- [Directions for this task] Reproduce the full set of records that follow, exactly as shown.

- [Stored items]
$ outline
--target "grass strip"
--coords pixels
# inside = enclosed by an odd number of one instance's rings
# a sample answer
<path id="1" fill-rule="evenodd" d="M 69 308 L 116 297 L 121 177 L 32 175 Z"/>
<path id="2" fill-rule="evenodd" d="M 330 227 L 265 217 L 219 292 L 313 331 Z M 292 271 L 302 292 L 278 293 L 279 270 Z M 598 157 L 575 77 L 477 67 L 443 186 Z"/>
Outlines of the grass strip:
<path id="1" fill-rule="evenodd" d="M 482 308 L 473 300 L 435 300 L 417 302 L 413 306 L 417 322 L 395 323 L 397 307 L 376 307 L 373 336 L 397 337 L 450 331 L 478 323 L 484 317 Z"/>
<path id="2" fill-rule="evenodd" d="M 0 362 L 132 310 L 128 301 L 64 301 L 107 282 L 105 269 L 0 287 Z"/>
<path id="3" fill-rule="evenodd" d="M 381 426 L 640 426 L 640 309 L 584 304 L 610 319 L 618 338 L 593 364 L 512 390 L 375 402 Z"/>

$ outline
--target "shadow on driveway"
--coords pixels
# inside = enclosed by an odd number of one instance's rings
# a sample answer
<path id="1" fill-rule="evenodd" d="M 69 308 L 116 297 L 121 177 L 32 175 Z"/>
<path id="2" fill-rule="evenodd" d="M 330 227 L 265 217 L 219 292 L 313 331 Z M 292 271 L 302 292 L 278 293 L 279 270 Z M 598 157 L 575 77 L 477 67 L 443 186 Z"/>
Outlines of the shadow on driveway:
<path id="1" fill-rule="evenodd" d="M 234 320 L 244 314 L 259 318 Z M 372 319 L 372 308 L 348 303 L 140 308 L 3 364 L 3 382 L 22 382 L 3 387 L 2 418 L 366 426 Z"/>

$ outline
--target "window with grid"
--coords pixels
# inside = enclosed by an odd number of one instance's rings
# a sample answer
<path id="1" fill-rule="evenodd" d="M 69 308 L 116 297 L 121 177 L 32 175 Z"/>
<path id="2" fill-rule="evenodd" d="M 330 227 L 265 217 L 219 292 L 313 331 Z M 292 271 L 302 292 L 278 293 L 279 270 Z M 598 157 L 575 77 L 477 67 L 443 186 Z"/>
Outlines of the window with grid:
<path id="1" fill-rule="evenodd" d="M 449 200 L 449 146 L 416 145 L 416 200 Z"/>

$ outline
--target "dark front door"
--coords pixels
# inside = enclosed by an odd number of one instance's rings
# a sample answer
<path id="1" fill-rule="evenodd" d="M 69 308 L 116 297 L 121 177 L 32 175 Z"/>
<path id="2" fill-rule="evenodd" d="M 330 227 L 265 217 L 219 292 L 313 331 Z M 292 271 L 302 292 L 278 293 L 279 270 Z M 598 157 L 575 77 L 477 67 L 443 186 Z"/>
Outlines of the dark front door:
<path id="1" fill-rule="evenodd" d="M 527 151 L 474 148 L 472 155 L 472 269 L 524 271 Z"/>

- [Answer to the exercise]
$ outline
--target "grass strip"
--coords pixels
# inside = enclosed by an odd number of one instance's rings
# a sample answer
<path id="1" fill-rule="evenodd" d="M 69 308 L 116 297 L 121 177 L 32 175 Z"/>
<path id="2" fill-rule="evenodd" d="M 330 227 L 265 217 L 219 292 L 313 331 Z M 292 271 L 302 292 L 278 293 L 279 270 Z M 598 157 L 575 77 L 477 67 L 443 186 Z"/>
Outlines of the grass strip:
<path id="1" fill-rule="evenodd" d="M 482 308 L 473 300 L 435 300 L 417 302 L 413 306 L 417 322 L 395 323 L 397 307 L 376 307 L 373 336 L 397 337 L 450 331 L 478 323 L 484 317 Z"/>
<path id="2" fill-rule="evenodd" d="M 0 362 L 132 310 L 128 301 L 64 301 L 107 282 L 105 269 L 0 287 Z"/>
<path id="3" fill-rule="evenodd" d="M 381 426 L 640 426 L 640 309 L 584 304 L 610 319 L 618 338 L 593 364 L 512 390 L 375 402 Z"/>

$ outline
--target "shadow on driveway"
--coords pixels
# inside = enclosed by an odd number of one instance's rings
# a sample answer
<path id="1" fill-rule="evenodd" d="M 69 308 L 116 297 L 121 177 L 32 175 Z"/>
<path id="2" fill-rule="evenodd" d="M 330 227 L 265 217 L 219 292 L 313 331 Z M 292 271 L 302 292 L 278 293 L 279 270 Z M 598 157 L 575 77 L 477 67 L 443 186 Z"/>
Outlines of the shadow on driveway:
<path id="1" fill-rule="evenodd" d="M 234 320 L 244 314 L 259 318 Z M 372 319 L 372 308 L 348 303 L 140 308 L 3 364 L 3 382 L 22 382 L 3 387 L 2 418 L 366 426 Z"/>

$ outline
--target "window with grid"
--coords pixels
# inside = enclosed by an odd number of one instance's rings
# a sample answer
<path id="1" fill-rule="evenodd" d="M 69 308 L 116 297 L 121 177 L 32 175 Z"/>
<path id="2" fill-rule="evenodd" d="M 330 227 L 265 217 L 219 292 L 313 331 Z M 292 271 L 302 292 L 278 293 L 279 270 Z M 598 157 L 575 77 L 477 67 L 443 186 Z"/>
Outlines of the window with grid:
<path id="1" fill-rule="evenodd" d="M 449 200 L 449 146 L 416 145 L 416 200 Z"/>

$ outline
--target "dark front door"
--coords pixels
# inside = enclosed by an odd number of one instance's rings
# a sample answer
<path id="1" fill-rule="evenodd" d="M 69 308 L 116 297 L 121 177 L 32 175 Z"/>
<path id="2" fill-rule="evenodd" d="M 330 227 L 265 217 L 219 292 L 313 331 Z M 292 271 L 302 292 L 278 293 L 279 270 Z M 598 157 L 575 77 L 477 67 L 443 186 Z"/>
Outlines of the dark front door:
<path id="1" fill-rule="evenodd" d="M 527 151 L 474 148 L 472 155 L 472 269 L 524 271 Z"/>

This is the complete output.